• List of tasks:
1 > Write out the whey protein text from "Buying a protein" up to and including "intolerant or vegans.", switching "cheapest" to "least expensive".
2 > Pick up the text on buying whey protein shakes after its last sentence and continue it.

• Extracted text:

== Segment start ==

What to look for when buying a (whey) protein shake?
Buying a protein shake can be difficult nowadays with all those shops offering many choices in different kinds of proteins. Whey protein is the most bought products and for a reason. Whey concentrate is the basic form you can buy and is the cheapest. But you can also buy whey isolate, hydrolysate or a mix from 2 or 3 of these products. Casein for a slower digestion of the protein/release of amino acids to the bloodstream is also available and many vegetable proteins for the lactose intolerant or vegans.
What kind of whey protein do you want? Whey concentrate will give you the most bang for the buck. Whey Isolate has a higher protein content, that is if they add the correct amount, and contains a lower fat and sugar content (lactose). Whey hydrolysate can be made from different kind of proteins (also from Casein). Made from isolate has the same composition as non-hydrolysed whey isolate, but then with shorter amino acid chains (peptides). The degree of hydrolysis indicates how small the peptides are (amount of amino acids per chain) but the more bitter it will taste. The smaller the peptides the faster your body will digest it, go in to your blood and reach your muscles.
There also are a variety of other proteins not derived from milk available like soy protein, pea, wheat, rice and so on. These are vegetable proteins and have a less complete amino acid profile, but can be combined to adjust this. New studies also tell that a higher intake can be enough to reach the same anabolic effect from whey protein. These vegetable proteins can also be added to your whey protein and have to be listed on the label. They are cheaper than whey, but lack lactose, so for some of us a good alternative. But if you buy whey protein that is what you want without other unnecessary substances added.
The amount of sugar added is also something to look out for. Most companies use articical sugars like sucralose, acesulfame K or from plants like stevia. But dextrose, sucrose or fructose also can be added. The sugar content on the label is not always correct and depending on where it is placed on the ingrediënt list you can guess what amount is added. The rule is that what is stated first is present in a higher amount than what follows.
No taste has the highest protein percentage because of no added flavoring agents. Still, they can have a lower protein content if the nitrogen analysis has been done on dry matter, added fillers or amino acids. Then comes the taste banana followed by vanilla -> strawberry -> tropical flavors -> chocolate. The reason for this is the amount of used flavoring to create a good taste and also added (artificial) sugars of course. You can read more about this here. This is why we test the flavor vanilla and have set a maximal deviation of 7%. The higher the protein percentage with the taste vanilla the higher your other tastes will be.

== Segment end ==

Natural language descriptions of regions

== Segment start ==

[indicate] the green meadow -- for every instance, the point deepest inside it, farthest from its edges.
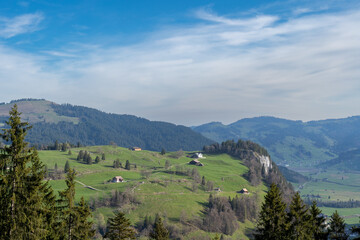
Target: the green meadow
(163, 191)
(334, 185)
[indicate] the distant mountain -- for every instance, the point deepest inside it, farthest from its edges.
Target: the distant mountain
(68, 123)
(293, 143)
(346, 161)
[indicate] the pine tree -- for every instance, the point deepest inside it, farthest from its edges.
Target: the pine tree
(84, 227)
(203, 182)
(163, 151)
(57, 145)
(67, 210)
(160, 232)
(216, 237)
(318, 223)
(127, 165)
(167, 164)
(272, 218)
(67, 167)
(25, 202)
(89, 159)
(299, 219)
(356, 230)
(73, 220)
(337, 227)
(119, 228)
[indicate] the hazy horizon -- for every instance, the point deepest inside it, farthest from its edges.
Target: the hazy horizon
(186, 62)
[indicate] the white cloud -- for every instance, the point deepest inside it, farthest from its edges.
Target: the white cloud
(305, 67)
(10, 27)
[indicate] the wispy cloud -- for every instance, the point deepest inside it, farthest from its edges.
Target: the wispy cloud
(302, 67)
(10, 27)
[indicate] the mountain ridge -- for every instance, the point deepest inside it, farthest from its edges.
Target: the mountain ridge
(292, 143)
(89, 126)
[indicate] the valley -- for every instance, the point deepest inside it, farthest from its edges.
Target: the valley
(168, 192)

== Segment end ==
== Segment start ==

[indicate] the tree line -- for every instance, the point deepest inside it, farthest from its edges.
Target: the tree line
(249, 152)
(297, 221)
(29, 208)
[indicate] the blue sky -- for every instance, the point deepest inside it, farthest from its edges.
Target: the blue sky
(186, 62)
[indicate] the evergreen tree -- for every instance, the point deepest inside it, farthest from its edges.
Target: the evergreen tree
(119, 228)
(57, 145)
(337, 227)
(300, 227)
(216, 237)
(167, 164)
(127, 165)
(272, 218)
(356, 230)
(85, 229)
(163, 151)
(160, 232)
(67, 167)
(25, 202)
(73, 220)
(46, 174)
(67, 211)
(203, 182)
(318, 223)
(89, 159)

== Segment end ==

• Solved tasks:
1 >
Buying a protein shake can be difficult nowadays with all those shops offering many choices in different kinds of proteins. Whey protein is the most bought products and for a reason. Whey concentrate is the basic form you can buy and is the least expensive. But you can also buy whey isolate, hydrolysate or a mix from 2 or 3 of these products. Casein for a slower digestion of the protein/release of amino acids to the bloodstream is also available and many vegetable proteins for the lactose intolerant or vegans.

2 >
Crude protein or dry matter
Companies sometimes tell you on the ingrediënt list, in very small letters, most of the time, or not, that their protein measurement has been done on dry matter. Your whey will be heated till all of the moisture is gone. When you measure this with a nitrogen analysis you get a protein percentage 4 to 5% higher then there is in your whey. You can read more about this here. We always test on crude protein, so you know what you are really getting.
Added amino acids (Amino Spiking)
The reason why our website exists, the adding of amino acids to achieve an artificially higher protein content when measured with the nitrogen analysis. Sometimes they are stated on the ingredient list, but amino acids like glycine can be used as a flavoring agent (tastes sweet) and not listed separately but under flavor. When stated it depends where in the ingredient list it is stated. As i said before what comes first will be present in a higher amount than what follows. If it is stated on the ingredient list your protein content will almost always be lower (example). This is because a nitrogen analysis will be done on a finished product with all the ingredïents listed in it. And the amino acid profile on your label comes from the unprocessed protein.
As you have read in the Amino Spiking article beef protein is always collagen hydrolysate what is made from animal skin or bone. They will add a lot of amino acids to compensate the bad amino acid profile and are listed on the label. But they can also add this to your whey or other proteins to again artificially create a higher protein content on the nitrogen analysis (the standard used to check the quality of protein products). So check the ingredient list for added collagen or 'beef protein'.
Creatine is an organic substance that is produced from amino acids in your body. It has a very high nitrogen content and when added to your whey will amount to an incorrect higher protein content. Only with an amino acid analysis in combination with a nitrogen analysis can uncover this addition when it is not stated on the ingredient list. So when it is stated on your ingredient list you can expect to have a lower protein content than the label tells you.